__APPLY WHAT YOU READ__.
a) Condense the paragraph of the blister-packaging post that begins "I despise blister packaging" into a shorter version that keeps its main facts.
b) In the blister-packaging post, what warning comes with the "arthritis friendly" packaging?

*** Opening SUPPLIED TEXT ***

An opinion piece today in the NY Times suggests that blister packaging should be used on Tylenol to reduce suicides. The theory is that people who only sort-of want to commit suicide won’t go through the trouble of removing them from blister packs.
I remember when child-proof caps were all the rage. If you wanted pain medication without it – for example, if you had arthritis and therefore could not open the package with the medicine you needed to treat the arthritis so you could open packages – you were out of luck. Now, they sell it “arthritis friendly” packaging. This packaging comes with a warning that it is “not for households with young children.” This is as things should be. Making it so that those who most need pain relief can no longer get to the pain relief is not only short-sighted, it’s cruel. Such reasoning is not, as the writer suggests, “feeble”.
He wants us to “consider the data” in England, where they only have blister packs. I assume he means the study he mentions first, not the one from Ireland that found no difference.
I despise blister packaging. They make children’s tablets that way. Huge, instant dissolve ones. You can not get them out of the packaging without reducing them to dust, unless you cut them out with a sharp knife. Of course, given the number of stabbings and accidental cuttings, it won’t be long before someone suggests that knives should be sold dull.
Which has already been recommended in England.
Pretty soon, they’ll be coming for out windows.*
*Archie Bunker reference, in honor of Jean Stapleton, who died this weekend at age 90.

*** Closing SUPPLIED TEXT ***
*** Opening THE DATA ***

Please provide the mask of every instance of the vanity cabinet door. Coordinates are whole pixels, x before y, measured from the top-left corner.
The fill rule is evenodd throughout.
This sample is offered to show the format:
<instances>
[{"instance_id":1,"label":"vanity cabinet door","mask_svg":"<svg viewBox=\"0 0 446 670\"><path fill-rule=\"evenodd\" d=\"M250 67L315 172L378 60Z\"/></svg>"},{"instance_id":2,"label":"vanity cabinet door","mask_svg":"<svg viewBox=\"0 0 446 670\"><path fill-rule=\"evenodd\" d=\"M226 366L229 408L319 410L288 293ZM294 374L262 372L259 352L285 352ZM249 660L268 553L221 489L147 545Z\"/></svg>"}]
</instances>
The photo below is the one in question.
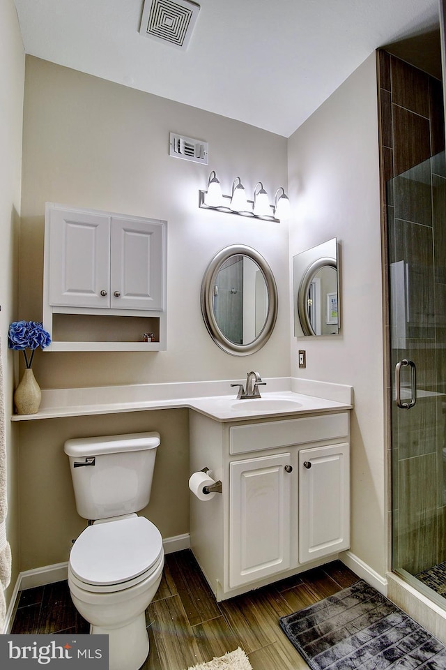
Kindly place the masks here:
<instances>
[{"instance_id":1,"label":"vanity cabinet door","mask_svg":"<svg viewBox=\"0 0 446 670\"><path fill-rule=\"evenodd\" d=\"M49 216L49 304L109 307L109 217L61 208Z\"/></svg>"},{"instance_id":2,"label":"vanity cabinet door","mask_svg":"<svg viewBox=\"0 0 446 670\"><path fill-rule=\"evenodd\" d=\"M290 567L290 463L286 453L229 464L231 588Z\"/></svg>"},{"instance_id":3,"label":"vanity cabinet door","mask_svg":"<svg viewBox=\"0 0 446 670\"><path fill-rule=\"evenodd\" d=\"M162 309L163 226L112 218L110 305Z\"/></svg>"},{"instance_id":4,"label":"vanity cabinet door","mask_svg":"<svg viewBox=\"0 0 446 670\"><path fill-rule=\"evenodd\" d=\"M350 546L348 445L299 452L299 562Z\"/></svg>"}]
</instances>

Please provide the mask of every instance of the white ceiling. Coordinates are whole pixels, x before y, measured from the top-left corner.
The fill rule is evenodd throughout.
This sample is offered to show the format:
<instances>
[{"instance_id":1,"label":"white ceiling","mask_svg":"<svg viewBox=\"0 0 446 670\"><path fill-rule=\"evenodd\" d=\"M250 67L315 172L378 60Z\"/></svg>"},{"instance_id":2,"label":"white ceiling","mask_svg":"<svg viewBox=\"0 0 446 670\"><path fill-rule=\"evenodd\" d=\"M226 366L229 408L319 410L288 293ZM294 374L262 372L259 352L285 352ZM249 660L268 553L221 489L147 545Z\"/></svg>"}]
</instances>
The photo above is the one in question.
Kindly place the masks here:
<instances>
[{"instance_id":1,"label":"white ceiling","mask_svg":"<svg viewBox=\"0 0 446 670\"><path fill-rule=\"evenodd\" d=\"M197 0L186 51L139 34L143 0L15 0L25 51L289 137L438 0Z\"/></svg>"}]
</instances>

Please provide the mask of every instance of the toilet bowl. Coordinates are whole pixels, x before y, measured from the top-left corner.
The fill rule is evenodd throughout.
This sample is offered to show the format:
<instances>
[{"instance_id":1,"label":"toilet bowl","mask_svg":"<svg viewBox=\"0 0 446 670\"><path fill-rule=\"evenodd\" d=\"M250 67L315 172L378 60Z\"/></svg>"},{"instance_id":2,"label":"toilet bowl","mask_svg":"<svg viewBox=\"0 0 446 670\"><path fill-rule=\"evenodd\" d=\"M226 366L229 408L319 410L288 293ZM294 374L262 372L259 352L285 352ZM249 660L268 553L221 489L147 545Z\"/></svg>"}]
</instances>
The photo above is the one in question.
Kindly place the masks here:
<instances>
[{"instance_id":1,"label":"toilet bowl","mask_svg":"<svg viewBox=\"0 0 446 670\"><path fill-rule=\"evenodd\" d=\"M148 653L145 610L164 567L161 534L137 512L150 500L158 433L68 440L76 509L95 519L68 560L72 602L92 634L109 636L109 670L138 670Z\"/></svg>"},{"instance_id":2,"label":"toilet bowl","mask_svg":"<svg viewBox=\"0 0 446 670\"><path fill-rule=\"evenodd\" d=\"M145 610L164 567L162 540L144 516L102 520L73 545L68 586L92 634L109 636L109 670L137 670L148 654Z\"/></svg>"}]
</instances>

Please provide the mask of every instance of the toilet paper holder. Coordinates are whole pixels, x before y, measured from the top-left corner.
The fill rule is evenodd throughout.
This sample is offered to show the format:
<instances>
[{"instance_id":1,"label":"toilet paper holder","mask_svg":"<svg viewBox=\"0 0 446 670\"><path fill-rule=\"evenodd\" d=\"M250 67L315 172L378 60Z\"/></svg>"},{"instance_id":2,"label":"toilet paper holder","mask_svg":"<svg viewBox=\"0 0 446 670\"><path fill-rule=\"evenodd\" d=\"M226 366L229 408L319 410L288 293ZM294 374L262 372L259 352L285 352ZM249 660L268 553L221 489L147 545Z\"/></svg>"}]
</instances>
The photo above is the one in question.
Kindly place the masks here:
<instances>
[{"instance_id":1,"label":"toilet paper holder","mask_svg":"<svg viewBox=\"0 0 446 670\"><path fill-rule=\"evenodd\" d=\"M209 468L203 468L202 470L200 470L200 472L206 472L206 474L207 475L208 472L210 472L210 470ZM212 484L211 486L203 486L203 493L206 493L206 494L208 494L208 493L222 493L222 492L223 492L223 485L222 485L222 482L220 482L220 479L218 480L218 482L215 482L215 484Z\"/></svg>"}]
</instances>

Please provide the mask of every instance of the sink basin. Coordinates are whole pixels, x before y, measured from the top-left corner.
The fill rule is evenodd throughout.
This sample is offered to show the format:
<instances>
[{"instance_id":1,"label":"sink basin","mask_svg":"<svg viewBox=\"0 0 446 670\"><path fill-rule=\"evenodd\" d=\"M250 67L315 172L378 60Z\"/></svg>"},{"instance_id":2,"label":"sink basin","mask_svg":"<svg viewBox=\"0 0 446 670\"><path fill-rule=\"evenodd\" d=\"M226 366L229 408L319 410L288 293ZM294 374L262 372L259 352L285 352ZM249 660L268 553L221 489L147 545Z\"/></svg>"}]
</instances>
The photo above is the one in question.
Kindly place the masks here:
<instances>
[{"instance_id":1,"label":"sink basin","mask_svg":"<svg viewBox=\"0 0 446 670\"><path fill-rule=\"evenodd\" d=\"M236 412L292 412L302 407L302 403L285 398L255 398L238 400L231 405Z\"/></svg>"}]
</instances>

*** Closing THE DATA ***

__RESULTS FOR EACH TASK__.
a) The writer despises blister packaging, which is used for large, instant-dissolve children's tablets. Those tablets crumble to dust when removed unless they are cut out with a sharp knife. The writer adds, wryly, that given the number of stabbings and accidental cuts, someone will soon suggest that knives be sold dull.

b) It warns that the packaging is "not for households with young children."